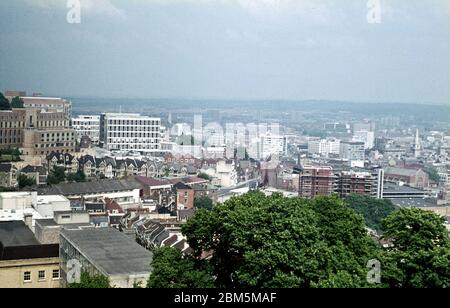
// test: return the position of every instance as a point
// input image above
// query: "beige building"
(24, 262)
(36, 131)
(30, 273)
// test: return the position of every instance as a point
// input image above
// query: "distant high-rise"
(417, 147)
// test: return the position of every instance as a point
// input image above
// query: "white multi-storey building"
(87, 125)
(354, 152)
(130, 132)
(368, 137)
(273, 145)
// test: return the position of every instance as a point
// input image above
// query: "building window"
(27, 277)
(55, 274)
(41, 275)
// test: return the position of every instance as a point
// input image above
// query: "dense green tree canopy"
(17, 102)
(260, 241)
(4, 103)
(420, 252)
(91, 282)
(25, 181)
(373, 210)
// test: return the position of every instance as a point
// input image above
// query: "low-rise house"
(159, 190)
(108, 252)
(38, 173)
(63, 160)
(412, 177)
(185, 196)
(114, 212)
(8, 175)
(24, 262)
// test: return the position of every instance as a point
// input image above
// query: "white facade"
(130, 132)
(368, 137)
(17, 200)
(226, 173)
(354, 152)
(324, 147)
(87, 125)
(47, 205)
(273, 145)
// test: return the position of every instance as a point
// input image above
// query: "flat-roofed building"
(130, 132)
(316, 181)
(24, 262)
(108, 252)
(87, 125)
(36, 131)
(123, 191)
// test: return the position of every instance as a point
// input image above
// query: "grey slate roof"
(5, 167)
(90, 187)
(110, 251)
(16, 233)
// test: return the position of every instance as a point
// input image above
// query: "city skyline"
(230, 50)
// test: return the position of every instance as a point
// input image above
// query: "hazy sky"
(243, 49)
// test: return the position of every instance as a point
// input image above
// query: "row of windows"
(148, 134)
(133, 122)
(10, 132)
(133, 129)
(41, 274)
(132, 147)
(11, 124)
(9, 141)
(52, 145)
(52, 123)
(56, 134)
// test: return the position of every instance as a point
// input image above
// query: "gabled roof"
(5, 167)
(112, 205)
(90, 187)
(34, 169)
(152, 182)
(181, 185)
(86, 158)
(401, 171)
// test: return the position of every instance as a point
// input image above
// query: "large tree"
(259, 241)
(419, 256)
(203, 202)
(88, 281)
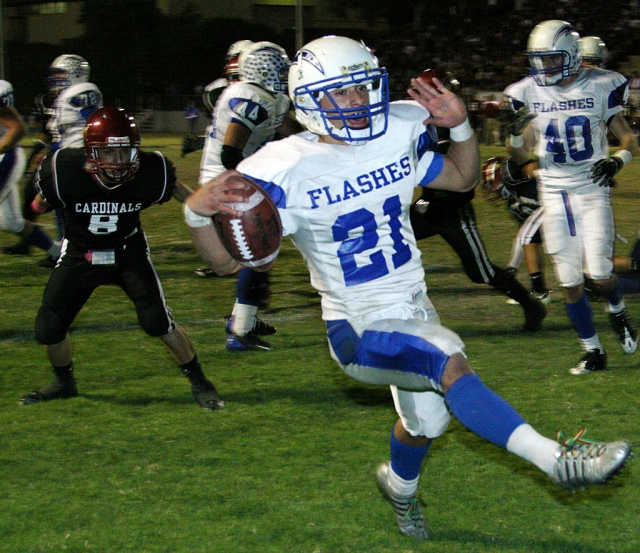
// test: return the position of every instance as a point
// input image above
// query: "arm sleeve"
(231, 156)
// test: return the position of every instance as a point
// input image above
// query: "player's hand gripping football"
(214, 196)
(445, 108)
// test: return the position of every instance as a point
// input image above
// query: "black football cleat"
(48, 262)
(207, 396)
(56, 390)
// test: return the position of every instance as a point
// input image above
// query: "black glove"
(604, 170)
(518, 120)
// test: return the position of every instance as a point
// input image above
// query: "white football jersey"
(347, 210)
(571, 123)
(6, 100)
(71, 109)
(247, 104)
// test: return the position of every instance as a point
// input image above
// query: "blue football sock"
(481, 410)
(406, 460)
(581, 316)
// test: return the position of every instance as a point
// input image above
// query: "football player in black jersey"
(452, 216)
(102, 188)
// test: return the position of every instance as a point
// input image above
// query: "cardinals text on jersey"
(95, 218)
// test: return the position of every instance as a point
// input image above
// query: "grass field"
(134, 465)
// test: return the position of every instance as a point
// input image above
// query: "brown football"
(252, 239)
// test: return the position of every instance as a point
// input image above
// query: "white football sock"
(525, 442)
(244, 318)
(402, 487)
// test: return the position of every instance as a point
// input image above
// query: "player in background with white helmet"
(517, 185)
(595, 54)
(504, 180)
(343, 191)
(12, 165)
(75, 99)
(210, 97)
(249, 113)
(594, 51)
(561, 115)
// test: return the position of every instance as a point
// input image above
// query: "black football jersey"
(96, 218)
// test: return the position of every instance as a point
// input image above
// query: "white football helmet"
(333, 63)
(231, 69)
(549, 39)
(594, 51)
(67, 70)
(265, 64)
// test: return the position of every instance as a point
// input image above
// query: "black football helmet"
(111, 143)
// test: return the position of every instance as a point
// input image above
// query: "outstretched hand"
(214, 196)
(445, 108)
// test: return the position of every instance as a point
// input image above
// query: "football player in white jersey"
(562, 113)
(210, 98)
(248, 114)
(594, 52)
(12, 165)
(343, 191)
(76, 99)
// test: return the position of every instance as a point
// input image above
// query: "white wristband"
(516, 141)
(462, 132)
(193, 219)
(624, 156)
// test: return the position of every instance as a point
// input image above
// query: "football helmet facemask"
(231, 68)
(265, 64)
(333, 63)
(67, 70)
(594, 51)
(553, 39)
(111, 131)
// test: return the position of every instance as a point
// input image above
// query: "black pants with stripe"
(457, 226)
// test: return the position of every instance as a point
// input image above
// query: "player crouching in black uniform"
(452, 216)
(102, 189)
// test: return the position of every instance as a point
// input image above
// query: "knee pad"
(154, 318)
(421, 413)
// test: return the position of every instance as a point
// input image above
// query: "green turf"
(133, 465)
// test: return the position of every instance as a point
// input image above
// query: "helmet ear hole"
(265, 64)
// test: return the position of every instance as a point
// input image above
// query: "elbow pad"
(231, 156)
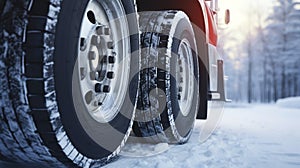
***
**What is expected**
Collect every line of the listing above that contains the word "tree", and copy each one unchanged.

**Solution**
// query: "dense green tree canopy"
// query: "large tree"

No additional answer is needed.